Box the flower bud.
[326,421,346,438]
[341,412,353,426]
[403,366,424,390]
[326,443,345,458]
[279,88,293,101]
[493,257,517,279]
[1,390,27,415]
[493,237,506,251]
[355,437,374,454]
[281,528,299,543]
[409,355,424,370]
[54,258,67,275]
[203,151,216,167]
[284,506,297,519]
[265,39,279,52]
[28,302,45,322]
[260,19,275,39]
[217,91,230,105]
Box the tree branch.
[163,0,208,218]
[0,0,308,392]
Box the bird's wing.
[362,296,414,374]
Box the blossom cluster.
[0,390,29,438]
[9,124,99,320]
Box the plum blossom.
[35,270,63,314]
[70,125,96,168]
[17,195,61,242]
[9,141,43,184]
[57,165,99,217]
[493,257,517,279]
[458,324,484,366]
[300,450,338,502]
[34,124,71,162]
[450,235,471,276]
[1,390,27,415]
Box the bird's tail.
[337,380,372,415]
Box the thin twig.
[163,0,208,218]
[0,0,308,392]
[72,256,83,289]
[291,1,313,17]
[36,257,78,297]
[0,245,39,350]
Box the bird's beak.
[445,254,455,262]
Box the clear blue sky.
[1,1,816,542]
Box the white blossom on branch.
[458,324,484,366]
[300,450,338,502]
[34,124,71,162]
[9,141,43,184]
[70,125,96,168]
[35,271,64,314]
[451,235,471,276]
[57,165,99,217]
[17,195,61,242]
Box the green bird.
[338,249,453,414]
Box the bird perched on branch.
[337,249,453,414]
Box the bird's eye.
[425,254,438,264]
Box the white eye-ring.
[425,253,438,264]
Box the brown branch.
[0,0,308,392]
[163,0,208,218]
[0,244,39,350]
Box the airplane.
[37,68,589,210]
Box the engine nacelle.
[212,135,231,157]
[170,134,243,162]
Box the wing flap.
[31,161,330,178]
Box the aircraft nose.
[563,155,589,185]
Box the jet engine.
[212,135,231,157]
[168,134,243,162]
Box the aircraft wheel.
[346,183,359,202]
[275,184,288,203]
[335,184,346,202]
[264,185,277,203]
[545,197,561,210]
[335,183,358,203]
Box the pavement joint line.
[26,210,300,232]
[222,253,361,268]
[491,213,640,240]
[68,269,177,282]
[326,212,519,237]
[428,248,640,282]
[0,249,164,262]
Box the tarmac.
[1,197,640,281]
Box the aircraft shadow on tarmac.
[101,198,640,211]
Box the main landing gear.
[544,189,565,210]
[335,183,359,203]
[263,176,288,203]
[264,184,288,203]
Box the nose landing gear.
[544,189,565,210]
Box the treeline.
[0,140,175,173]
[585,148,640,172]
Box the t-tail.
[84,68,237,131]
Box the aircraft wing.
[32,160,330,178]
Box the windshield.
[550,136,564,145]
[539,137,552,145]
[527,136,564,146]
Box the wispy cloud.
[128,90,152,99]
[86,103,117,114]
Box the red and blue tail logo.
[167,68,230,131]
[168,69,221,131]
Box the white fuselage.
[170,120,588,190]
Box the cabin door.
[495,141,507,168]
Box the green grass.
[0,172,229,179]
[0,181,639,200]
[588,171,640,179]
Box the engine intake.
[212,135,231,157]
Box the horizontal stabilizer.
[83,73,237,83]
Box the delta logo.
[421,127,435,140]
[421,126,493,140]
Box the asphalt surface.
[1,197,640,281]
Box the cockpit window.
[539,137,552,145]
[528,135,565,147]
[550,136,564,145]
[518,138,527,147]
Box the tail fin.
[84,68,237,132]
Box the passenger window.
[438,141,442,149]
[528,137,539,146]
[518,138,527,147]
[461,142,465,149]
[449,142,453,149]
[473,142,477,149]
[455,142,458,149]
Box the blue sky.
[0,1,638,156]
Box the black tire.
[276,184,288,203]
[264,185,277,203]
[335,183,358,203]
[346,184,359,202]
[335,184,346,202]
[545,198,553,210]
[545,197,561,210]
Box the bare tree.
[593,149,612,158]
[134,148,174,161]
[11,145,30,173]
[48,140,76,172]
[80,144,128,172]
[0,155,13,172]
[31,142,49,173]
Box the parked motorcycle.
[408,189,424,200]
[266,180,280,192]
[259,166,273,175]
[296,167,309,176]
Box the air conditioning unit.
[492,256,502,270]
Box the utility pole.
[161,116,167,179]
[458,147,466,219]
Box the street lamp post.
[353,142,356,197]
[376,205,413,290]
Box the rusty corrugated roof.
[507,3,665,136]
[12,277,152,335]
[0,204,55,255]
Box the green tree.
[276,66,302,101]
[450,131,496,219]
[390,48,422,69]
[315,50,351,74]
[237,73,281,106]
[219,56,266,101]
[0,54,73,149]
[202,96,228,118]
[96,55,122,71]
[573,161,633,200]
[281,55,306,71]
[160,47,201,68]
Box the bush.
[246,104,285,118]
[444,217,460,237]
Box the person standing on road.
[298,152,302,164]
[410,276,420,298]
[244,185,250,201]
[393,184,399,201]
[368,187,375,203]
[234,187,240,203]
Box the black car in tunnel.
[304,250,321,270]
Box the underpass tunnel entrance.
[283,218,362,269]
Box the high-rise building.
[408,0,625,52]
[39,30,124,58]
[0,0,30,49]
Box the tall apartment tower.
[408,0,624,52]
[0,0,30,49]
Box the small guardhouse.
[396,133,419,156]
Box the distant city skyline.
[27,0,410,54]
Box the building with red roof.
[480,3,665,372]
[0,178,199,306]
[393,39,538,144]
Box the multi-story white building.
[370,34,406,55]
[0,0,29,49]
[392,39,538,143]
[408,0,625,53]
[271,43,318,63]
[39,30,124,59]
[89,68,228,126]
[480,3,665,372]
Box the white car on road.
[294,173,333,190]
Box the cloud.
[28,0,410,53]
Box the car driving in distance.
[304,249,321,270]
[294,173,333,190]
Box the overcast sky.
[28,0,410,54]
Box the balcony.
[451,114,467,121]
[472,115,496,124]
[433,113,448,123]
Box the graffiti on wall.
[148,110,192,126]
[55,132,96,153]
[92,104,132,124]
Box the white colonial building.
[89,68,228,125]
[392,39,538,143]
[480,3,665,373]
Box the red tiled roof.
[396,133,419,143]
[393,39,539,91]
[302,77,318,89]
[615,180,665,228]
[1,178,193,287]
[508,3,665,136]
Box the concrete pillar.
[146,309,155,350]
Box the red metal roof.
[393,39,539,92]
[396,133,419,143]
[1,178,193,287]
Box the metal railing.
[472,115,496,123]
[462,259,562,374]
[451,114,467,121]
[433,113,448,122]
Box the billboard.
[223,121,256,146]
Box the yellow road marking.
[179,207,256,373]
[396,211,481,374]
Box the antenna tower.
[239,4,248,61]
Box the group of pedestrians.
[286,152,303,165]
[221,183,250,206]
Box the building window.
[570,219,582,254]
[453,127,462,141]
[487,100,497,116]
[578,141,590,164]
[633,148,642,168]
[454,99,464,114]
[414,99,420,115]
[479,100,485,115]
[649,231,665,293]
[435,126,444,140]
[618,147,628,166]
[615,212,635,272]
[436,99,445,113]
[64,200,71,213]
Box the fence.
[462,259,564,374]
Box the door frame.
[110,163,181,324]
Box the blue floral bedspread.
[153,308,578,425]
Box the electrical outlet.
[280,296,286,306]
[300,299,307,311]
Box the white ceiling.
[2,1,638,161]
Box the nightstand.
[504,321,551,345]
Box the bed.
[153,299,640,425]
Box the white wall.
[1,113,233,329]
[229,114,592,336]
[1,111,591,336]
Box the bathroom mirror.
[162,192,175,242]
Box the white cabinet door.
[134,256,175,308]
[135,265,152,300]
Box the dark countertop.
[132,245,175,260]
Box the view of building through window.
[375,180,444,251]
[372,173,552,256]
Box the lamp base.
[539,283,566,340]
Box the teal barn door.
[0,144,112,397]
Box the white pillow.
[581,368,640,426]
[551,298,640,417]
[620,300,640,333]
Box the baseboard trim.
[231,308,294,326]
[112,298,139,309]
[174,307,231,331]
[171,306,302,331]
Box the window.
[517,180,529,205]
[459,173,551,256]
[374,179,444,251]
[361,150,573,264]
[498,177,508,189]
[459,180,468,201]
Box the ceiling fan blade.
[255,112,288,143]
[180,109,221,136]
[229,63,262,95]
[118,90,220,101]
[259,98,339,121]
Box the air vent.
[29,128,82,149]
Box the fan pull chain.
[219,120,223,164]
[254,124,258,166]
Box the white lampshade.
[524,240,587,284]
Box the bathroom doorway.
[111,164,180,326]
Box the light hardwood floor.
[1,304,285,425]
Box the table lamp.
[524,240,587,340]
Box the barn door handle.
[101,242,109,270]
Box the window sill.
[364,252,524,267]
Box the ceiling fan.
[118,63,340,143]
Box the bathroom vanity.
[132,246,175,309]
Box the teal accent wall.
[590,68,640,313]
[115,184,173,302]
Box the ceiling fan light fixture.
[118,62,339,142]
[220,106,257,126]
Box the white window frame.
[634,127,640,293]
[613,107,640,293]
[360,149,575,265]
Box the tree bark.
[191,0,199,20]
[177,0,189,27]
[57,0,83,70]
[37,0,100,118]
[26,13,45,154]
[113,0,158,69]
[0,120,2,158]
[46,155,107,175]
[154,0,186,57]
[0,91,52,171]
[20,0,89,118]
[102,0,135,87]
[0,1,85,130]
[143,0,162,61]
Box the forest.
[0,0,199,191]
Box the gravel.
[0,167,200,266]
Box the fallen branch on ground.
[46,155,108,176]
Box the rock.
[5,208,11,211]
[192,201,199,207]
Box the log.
*****
**EXERCISE GOAL:** Set down exactly the line with "Box the ceiling fan blade." and each line after it up to the end of the records, adding nothing.

**FINISHED TASK:**
Box the ceiling fan blade.
[255,112,288,143]
[180,109,221,136]
[229,63,262,95]
[118,90,220,101]
[259,98,339,121]
Box the air vent.
[29,128,82,149]
Box the fan pull chain.
[219,120,223,164]
[254,124,258,166]
Box the white lampshade.
[524,240,587,284]
Box the bathroom doorway.
[111,164,180,326]
Box the light hardwood floor.
[1,304,285,425]
Box the table lamp.
[524,240,587,340]
Box the barn door handle.
[101,242,109,270]
Box the window sill.
[364,252,524,267]
Box the ceiling fan.
[118,63,340,143]
Box the bathroom vanity.
[132,246,175,309]
Box the teal accent wall.
[590,68,640,313]
[115,184,173,302]
Box the ceiling fan light fixture.
[118,62,339,142]
[220,106,257,126]
Box the white window frame.
[634,127,640,293]
[613,107,640,293]
[360,149,575,265]
Box the tree bark.
[191,0,199,20]
[177,0,189,27]
[57,0,83,70]
[37,0,100,118]
[26,13,45,154]
[113,0,158,69]
[0,120,2,158]
[46,155,107,175]
[154,0,186,57]
[0,91,52,171]
[20,0,89,118]
[102,0,135,87]
[0,1,85,130]
[143,0,162,61]
Box the forest.
[0,0,199,191]
Box the gravel.
[0,167,200,266]
Box the fallen branch on ground.
[46,155,108,176]
Box the rock.
[5,208,11,211]
[192,201,199,207]
Box the log.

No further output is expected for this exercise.